EXERCISE AIM = Look through the listing for the string "below" and copy out every line that holds it.

PROVIDED MATERIAL =
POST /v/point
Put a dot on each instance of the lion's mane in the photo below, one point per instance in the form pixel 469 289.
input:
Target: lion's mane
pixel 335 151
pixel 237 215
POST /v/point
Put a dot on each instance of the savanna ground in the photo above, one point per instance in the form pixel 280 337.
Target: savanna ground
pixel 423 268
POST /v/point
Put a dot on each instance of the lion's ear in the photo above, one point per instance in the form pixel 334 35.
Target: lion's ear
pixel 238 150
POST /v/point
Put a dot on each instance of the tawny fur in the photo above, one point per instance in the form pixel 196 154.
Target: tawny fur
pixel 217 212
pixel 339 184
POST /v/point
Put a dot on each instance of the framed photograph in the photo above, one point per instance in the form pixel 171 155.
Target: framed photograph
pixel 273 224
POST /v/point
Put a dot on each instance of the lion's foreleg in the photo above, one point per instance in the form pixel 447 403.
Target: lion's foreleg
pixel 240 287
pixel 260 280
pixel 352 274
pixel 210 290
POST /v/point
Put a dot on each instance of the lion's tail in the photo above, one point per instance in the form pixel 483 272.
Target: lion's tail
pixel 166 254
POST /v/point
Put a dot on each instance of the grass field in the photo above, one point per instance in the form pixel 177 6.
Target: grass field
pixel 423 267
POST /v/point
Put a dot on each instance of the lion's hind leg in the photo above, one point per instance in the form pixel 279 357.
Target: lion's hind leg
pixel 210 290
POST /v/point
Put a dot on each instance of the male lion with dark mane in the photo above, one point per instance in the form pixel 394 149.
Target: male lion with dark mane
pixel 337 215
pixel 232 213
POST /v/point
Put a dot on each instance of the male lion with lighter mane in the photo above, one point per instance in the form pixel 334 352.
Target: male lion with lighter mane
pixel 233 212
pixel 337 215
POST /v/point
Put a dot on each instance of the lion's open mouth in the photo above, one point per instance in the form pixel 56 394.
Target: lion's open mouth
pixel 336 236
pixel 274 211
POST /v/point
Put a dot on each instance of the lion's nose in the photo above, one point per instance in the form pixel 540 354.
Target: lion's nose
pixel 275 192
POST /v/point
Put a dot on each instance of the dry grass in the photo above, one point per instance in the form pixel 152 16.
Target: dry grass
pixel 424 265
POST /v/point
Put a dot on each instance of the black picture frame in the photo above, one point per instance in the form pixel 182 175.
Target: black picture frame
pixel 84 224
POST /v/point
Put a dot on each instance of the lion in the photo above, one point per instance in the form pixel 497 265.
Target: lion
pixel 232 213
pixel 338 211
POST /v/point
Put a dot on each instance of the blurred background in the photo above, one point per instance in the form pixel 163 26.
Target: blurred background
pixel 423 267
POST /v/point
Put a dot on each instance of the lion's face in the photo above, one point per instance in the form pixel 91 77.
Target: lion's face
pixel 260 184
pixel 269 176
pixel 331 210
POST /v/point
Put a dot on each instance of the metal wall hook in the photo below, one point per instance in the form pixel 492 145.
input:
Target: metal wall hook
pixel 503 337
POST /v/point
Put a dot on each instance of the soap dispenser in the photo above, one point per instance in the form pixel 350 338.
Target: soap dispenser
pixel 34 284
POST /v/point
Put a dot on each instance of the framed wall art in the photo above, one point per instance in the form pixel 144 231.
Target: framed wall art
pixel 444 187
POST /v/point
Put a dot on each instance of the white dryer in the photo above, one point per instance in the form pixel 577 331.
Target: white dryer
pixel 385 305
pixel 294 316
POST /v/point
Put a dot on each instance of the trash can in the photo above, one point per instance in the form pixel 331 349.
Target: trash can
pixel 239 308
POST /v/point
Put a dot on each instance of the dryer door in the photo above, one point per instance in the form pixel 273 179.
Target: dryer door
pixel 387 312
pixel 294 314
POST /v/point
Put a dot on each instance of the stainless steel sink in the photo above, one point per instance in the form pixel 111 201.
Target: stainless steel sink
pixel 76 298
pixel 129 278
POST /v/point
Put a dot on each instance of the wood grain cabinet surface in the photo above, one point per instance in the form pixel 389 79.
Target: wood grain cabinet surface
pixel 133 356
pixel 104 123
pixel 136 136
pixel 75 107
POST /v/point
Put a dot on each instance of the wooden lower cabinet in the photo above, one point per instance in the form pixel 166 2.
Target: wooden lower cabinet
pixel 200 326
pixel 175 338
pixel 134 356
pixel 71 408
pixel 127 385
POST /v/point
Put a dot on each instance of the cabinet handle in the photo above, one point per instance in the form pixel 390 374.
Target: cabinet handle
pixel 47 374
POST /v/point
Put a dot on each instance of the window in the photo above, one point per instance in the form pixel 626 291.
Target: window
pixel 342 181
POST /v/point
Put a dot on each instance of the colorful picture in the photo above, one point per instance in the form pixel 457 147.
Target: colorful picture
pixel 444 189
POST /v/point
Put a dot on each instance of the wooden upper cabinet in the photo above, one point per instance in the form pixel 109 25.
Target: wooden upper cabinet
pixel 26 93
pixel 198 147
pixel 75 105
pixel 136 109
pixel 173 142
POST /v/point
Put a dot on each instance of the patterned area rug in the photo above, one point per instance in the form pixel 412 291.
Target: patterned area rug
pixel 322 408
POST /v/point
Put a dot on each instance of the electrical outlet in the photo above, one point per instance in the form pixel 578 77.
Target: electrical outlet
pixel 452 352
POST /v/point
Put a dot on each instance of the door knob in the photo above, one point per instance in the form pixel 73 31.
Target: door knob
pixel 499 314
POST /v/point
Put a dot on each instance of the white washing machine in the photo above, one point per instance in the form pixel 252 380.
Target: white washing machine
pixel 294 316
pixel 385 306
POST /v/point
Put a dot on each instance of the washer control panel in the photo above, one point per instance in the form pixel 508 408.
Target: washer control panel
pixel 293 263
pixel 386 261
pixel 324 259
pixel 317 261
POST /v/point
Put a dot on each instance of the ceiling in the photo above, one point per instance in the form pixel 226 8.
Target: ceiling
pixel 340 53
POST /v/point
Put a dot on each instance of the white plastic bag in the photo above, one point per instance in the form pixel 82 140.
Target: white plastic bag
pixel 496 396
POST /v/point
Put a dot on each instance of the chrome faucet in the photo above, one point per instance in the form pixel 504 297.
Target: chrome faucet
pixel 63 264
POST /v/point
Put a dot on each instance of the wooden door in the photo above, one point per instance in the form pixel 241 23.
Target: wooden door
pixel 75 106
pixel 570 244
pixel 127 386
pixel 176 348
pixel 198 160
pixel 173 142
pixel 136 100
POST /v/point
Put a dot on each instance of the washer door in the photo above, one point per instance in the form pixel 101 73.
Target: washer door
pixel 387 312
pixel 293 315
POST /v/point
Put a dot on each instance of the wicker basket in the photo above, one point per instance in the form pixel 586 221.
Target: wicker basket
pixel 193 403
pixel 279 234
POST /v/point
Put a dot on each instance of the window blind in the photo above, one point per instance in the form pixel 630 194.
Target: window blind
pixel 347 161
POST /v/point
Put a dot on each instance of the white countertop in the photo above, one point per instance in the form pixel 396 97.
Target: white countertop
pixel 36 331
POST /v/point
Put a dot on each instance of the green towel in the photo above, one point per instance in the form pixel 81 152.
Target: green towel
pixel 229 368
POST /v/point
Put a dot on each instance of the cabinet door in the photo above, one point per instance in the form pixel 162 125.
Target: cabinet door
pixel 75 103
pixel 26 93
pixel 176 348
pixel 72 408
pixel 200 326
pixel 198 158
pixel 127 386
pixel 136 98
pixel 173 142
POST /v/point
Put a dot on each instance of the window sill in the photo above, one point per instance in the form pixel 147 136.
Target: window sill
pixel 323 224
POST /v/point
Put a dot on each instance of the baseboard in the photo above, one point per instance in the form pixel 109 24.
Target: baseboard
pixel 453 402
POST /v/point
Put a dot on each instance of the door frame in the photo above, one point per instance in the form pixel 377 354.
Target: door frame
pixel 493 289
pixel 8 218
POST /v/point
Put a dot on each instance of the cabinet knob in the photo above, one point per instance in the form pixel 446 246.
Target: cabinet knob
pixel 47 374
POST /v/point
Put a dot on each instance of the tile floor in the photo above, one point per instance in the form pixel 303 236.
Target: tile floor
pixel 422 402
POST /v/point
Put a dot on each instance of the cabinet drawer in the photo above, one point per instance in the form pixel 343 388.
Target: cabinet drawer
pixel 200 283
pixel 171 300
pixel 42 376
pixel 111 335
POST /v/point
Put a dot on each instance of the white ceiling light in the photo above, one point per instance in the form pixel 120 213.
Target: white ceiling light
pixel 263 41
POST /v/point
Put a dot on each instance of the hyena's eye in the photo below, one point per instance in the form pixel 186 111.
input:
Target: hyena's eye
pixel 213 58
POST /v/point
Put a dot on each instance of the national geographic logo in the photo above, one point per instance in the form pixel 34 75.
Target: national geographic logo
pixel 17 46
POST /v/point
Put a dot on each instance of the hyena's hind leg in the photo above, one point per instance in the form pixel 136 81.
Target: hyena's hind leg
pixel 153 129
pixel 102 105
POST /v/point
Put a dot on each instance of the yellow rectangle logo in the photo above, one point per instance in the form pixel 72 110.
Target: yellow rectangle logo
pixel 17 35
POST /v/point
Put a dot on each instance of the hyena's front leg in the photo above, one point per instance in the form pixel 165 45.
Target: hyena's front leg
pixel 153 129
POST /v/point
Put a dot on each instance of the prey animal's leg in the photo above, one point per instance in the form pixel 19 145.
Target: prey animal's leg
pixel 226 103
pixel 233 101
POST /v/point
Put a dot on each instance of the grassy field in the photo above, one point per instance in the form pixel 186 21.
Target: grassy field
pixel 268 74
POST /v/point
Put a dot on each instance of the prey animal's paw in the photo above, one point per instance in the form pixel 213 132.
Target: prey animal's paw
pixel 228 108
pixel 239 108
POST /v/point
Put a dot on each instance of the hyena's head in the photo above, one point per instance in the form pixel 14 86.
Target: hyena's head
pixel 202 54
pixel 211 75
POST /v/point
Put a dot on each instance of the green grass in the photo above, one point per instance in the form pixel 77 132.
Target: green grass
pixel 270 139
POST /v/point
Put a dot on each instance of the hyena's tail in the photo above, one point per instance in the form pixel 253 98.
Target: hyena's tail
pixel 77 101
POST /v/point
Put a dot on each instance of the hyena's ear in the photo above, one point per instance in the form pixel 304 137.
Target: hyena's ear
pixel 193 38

EXERCISE ANSWER =
Put a dot on each instance of the lion's mane in the photo below, one point per instance in the form pixel 469 289.
Put a dot on each instance of the metal wall hook in the photo below, one point per instance in the form pixel 492 145.
Put a dot on each instance of the hyena's eye in the photo below, one point per instance in the form pixel 186 111.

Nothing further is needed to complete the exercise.